Tâches à réaliser>
a) Répondez aux questions suivantes d'après le texte sur les inégalités :
(i) Entre quelles années la part des salaires a-t-elle baissé ?
(ii) Au-delà de quel montant annuel les très hauts salaires ont-ils notamment obtenu des hausses de pouvoir d'achat considérables ?
(iii) Dans quels pays une taxation accrue des très hauts revenus commence-t-elle à émerger ?
b) Dressez, s'il vous plaît, la liste de tous les pays nommés dans le texte sur les inégalités.
c) Recopiez à l'identique le passage du texte sur les inégalités qui va de "On assiste au" jusqu'à "la crise actuelle." inclus.

Extrait du texte>
Tout aussi bien connue est la baisse de la part des salaires entre 1982 et 1987 (qui faisait suite à la hausse observée dans les années 1970). Mais aller chercher dans ce phénomène des années 1980 l'explication de l'explosion des inégalités observée à partir de la fin des années 1990 n'est pas très sérieux, et n'aide guère à résoudre les problèmes du jour.
Alors, comment expliquer que depuis la fin des années 1990 les inégalités aient si fortement augmenté, en dépit de la stabilité du partage profits-salaires ? D'abord parce que la structure de la masse salariale s'est fortement déformée en faveur des très hauts salaires. Alors que pour l'immense majorité les progressions salariales étaient largement absorbées par l'inflation, les très hauts salaires - notamment au-delà de 200 000 euros annuels - ont obtenu des hausses de pouvoir d'achat considérables.
On assiste au même phénomène qu'aux Etats-Unis : les cadres dirigeants ont pris le contrôle et se votent à eux-mêmes des revenus exorbitants, sans rapport avec leur productivité (par définition non observable), encouragés en ce sens par des allégements fiscaux à répétition. Dans le secteur financier, ces rémunérations indécentes ont en outre stimulé des comportements insensés en termes de prise de risque, et ont clairement contribué à la crise actuelle.
Face à une telle dérive, la seule réponse crédible est une taxation accrue des très hauts revenus - solution qui commence à émerger aux Etats-Unis et au Royaume-Uni, et finira bien par atteindre la France, si Nicolas Sarkozy parvient à comprendre que le bouclier fiscal est l'erreur de son quinquennat.

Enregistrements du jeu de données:
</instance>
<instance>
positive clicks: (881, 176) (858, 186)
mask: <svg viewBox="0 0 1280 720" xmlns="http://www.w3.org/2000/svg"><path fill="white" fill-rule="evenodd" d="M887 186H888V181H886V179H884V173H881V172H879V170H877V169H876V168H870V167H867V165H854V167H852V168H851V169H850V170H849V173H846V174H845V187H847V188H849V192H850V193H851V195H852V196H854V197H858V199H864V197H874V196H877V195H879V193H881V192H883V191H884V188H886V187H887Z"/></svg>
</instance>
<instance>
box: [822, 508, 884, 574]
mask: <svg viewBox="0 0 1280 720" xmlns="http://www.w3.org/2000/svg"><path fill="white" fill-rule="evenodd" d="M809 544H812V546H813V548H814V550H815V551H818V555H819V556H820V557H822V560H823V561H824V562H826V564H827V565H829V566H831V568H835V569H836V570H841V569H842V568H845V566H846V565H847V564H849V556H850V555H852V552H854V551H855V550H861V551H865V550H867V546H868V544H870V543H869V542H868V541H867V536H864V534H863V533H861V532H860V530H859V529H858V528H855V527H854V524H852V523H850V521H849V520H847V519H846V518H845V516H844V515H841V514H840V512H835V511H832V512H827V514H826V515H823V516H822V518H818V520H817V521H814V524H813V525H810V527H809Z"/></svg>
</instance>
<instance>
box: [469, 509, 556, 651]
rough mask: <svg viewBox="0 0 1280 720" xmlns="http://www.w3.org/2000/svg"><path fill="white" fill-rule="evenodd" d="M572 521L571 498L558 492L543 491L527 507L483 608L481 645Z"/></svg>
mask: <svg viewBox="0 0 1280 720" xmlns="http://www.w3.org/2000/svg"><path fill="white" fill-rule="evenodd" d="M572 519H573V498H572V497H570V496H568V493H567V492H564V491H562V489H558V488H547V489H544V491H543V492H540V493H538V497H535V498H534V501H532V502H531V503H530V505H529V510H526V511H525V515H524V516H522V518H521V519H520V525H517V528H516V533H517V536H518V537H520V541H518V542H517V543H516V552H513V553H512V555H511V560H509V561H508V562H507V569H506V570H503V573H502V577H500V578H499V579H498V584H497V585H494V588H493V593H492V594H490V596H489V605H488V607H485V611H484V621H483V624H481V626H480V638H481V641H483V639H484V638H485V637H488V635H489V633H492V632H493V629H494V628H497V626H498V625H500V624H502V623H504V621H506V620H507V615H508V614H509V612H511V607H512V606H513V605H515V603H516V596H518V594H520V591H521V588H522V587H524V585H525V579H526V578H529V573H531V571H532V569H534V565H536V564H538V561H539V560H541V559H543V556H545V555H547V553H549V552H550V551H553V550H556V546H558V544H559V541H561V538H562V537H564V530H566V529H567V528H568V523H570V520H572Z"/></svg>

Réponses dans l'ordre>
a)
(i) Entre 1982 et 1987.
(ii) Au-delà de 200 000 euros annuels.
(iii) Aux Etats-Unis et au Royaume-Uni.

b) Etats-Unis, Royaume-Uni, France

c)
On assiste au même phénomène qu'aux Etats-Unis : les cadres dirigeants ont pris le contrôle et se votent à eux-mêmes des revenus exorbitants, sans rapport avec leur productivité (par définition non observable), encouragés en ce sens par des allégements fiscaux à répétition. Dans le secteur financier, ces rémunérations indécentes ont en outre stimulé des comportements insensés en termes de prise de risque, et ont clairement contribué à la crise actuelle.